→ **CONSEGNE**
**A.** Nella scheda sui DouBt, con chi ha pubblicato di recente Tony Bianco un disco dedicato a John Coltrane?
**B.** Quali sono tutte le persone nominate nella scheda sui DouBt?
**C.** Trascrivi il passo della scheda sui DouBt che comincia con "9. Tears Before" e prosegue fino a "di pregevole fattura.".

== SELEZIONE

1. There Is a War Going On
2. Jalal
3. No More Quarell with the Devil
4. Rising Upon Clouds
5. Purple Haze
6. The Invitation
7. Mercy, Pity, Peace and Love
8. There Is a War Going On (reprise)
9. Tears Before Bedtime
10. The Human Abstract
11. No More Quarrel with the Devil (reprise)
12. Mercury
13. Goodbye My Fellow Soldier

Alex Maguire - tastiere
Michel Delville - chitarra, synth
Tony Bianco - batteria


Tre musicisti con percorsi convergenti si ritrovano sotto la sigla "DouBt" alla seconda incisione, dopo "Never Pet a Burning Dog". I protagonisti sono l'inglese Alex Maguire e il belga Michel Delville, già soci nel "The wrong object" e con esperienze comuni con il gotha del jazz di confine britannico. Alla batteria compare, poi, l'americano Tony Bianco forte anche lui della collaborazione con tanti bei nomi dell'avanguardia d'oltremanica, in particolare con Paul Dunmall, con cui ha recentemente pubblicato un disco dedicato a John Coltrane di pregevole fattura.

====
== RIGHE FORNITE

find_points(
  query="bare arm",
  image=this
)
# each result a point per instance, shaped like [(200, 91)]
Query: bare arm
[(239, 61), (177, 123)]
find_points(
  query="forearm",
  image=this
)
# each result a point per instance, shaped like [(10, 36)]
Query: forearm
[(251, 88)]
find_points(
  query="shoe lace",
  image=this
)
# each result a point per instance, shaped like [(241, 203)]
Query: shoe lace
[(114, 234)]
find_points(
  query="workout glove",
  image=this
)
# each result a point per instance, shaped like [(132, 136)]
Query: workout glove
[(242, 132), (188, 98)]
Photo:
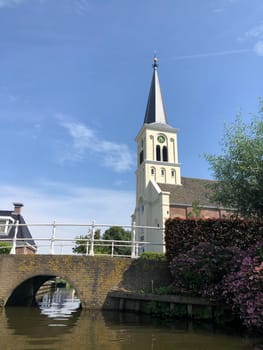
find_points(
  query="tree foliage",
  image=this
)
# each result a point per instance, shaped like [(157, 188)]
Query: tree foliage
[(102, 243), (239, 170), (81, 242)]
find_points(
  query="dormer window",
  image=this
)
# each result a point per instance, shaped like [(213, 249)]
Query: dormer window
[(5, 223)]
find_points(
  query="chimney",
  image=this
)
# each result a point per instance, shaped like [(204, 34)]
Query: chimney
[(17, 208)]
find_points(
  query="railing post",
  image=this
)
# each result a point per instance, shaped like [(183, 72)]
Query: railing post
[(53, 234), (87, 247), (133, 239), (13, 250), (112, 248), (91, 252)]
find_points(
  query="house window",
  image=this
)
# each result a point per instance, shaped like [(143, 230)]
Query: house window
[(4, 225), (165, 154)]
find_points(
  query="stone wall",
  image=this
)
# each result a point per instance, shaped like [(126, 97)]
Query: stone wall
[(92, 277)]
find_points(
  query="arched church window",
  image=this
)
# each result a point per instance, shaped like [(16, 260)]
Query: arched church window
[(165, 154), (141, 156), (158, 153)]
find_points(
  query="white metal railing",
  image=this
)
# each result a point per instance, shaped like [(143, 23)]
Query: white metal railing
[(59, 239)]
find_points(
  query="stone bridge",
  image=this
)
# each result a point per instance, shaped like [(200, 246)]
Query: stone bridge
[(93, 277)]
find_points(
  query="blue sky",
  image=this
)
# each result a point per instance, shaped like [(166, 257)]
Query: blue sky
[(74, 81)]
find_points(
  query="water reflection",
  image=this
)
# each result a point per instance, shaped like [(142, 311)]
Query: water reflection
[(59, 305), (53, 326)]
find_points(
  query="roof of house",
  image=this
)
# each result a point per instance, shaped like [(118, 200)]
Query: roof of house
[(23, 231), (191, 190)]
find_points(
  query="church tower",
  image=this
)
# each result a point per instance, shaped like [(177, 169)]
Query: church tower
[(157, 163)]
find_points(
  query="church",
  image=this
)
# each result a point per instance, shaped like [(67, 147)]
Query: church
[(161, 191)]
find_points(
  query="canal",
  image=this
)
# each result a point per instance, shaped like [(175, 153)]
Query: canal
[(59, 324)]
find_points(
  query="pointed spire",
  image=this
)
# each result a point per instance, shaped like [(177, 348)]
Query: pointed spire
[(155, 111)]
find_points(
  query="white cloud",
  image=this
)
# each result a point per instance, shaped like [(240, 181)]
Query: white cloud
[(68, 204), (258, 48), (255, 32), (82, 7), (213, 54), (85, 142), (11, 3), (255, 35)]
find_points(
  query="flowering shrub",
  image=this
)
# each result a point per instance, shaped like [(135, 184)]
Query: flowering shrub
[(200, 271), (243, 287), (181, 235), (231, 275)]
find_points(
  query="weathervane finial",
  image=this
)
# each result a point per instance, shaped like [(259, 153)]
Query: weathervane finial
[(155, 60)]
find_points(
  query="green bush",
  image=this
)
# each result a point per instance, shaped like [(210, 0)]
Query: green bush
[(153, 256), (5, 248)]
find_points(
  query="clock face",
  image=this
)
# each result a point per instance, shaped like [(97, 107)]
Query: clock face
[(161, 138)]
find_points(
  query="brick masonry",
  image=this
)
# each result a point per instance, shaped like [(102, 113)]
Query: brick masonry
[(92, 277)]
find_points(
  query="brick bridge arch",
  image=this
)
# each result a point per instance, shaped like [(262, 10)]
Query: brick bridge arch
[(92, 277)]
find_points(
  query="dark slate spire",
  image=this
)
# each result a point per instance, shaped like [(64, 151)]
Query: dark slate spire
[(155, 111)]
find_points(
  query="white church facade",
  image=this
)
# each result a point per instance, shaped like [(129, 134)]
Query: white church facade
[(161, 192)]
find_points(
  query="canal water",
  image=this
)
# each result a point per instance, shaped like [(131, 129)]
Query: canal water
[(58, 324)]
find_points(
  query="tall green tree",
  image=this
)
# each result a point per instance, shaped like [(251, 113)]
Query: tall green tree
[(239, 170)]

====

→ **SOLUZIONI SVOLTE**
**A.** Con Paul Dunmall.

**B.** Alex Maguire, Michel Delville, Tony Bianco, Paul Dunmall, John Coltrane

**C.**
9. Tears Before Bedtime
10. The Human Abstract
11. No More Quarrel with the Devil (reprise)
12. Mercury
13. Goodbye My Fellow Soldier

Alex Maguire - tastiere
Michel Delville - chitarra, synth
Tony Bianco - batteria


Tre musicisti con percorsi convergenti si ritrovano sotto la sigla "DouBt" alla seconda incisione, dopo "Never Pet a Burning Dog". I protagonisti sono l'inglese Alex Maguire e il belga Michel Delville, già soci nel "The wrong object" e con esperienze comuni con il gotha del jazz di confine britannico. Alla batteria compare, poi, l'americano Tony Bianco forte anche lui della collaborazione con tanti bei nomi dell'avanguardia d'oltremanica, in particolare con Paul Dunmall, con cui ha recentemente pubblicato un disco dedicato a John Coltrane di pregevole fattura.